**WHAT IS EXPECTED:**
Return each record shown beneath, word for word.

Saved data entries
- - - -

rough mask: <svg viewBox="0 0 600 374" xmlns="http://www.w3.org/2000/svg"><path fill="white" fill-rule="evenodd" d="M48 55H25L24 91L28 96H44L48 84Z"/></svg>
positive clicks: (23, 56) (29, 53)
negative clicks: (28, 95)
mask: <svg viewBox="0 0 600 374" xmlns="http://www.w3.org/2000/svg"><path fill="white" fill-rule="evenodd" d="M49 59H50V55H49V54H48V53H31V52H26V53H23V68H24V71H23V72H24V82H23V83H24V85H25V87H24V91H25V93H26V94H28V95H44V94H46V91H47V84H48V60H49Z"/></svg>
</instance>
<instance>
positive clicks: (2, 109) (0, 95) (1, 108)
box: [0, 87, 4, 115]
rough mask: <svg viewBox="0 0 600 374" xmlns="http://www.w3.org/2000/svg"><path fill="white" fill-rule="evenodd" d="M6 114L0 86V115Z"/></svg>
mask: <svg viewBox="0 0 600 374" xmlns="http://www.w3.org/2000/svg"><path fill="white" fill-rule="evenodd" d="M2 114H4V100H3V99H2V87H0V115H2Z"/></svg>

- - - -

**RESPONSE FOR THIS EXERCISE:**
rough mask: <svg viewBox="0 0 600 374" xmlns="http://www.w3.org/2000/svg"><path fill="white" fill-rule="evenodd" d="M48 55H25L24 91L28 96H44L48 84Z"/></svg>
positive clicks: (23, 56) (29, 53)
negative clicks: (28, 95)
mask: <svg viewBox="0 0 600 374" xmlns="http://www.w3.org/2000/svg"><path fill="white" fill-rule="evenodd" d="M49 59H50V55H49V54H48V53H31V52H26V53H23V68H24V71H23V72H24V82H23V83H24V85H25V87H24V91H25V93H26V94H28V95H44V94H46V91H47V84H48V60H49Z"/></svg>
</instance>
<instance>
positive clicks: (2, 109) (0, 95) (1, 108)
box: [0, 87, 4, 115]
rough mask: <svg viewBox="0 0 600 374" xmlns="http://www.w3.org/2000/svg"><path fill="white" fill-rule="evenodd" d="M6 114L0 86V115Z"/></svg>
mask: <svg viewBox="0 0 600 374" xmlns="http://www.w3.org/2000/svg"><path fill="white" fill-rule="evenodd" d="M2 114H4V100H3V99H2V87H0V115H2Z"/></svg>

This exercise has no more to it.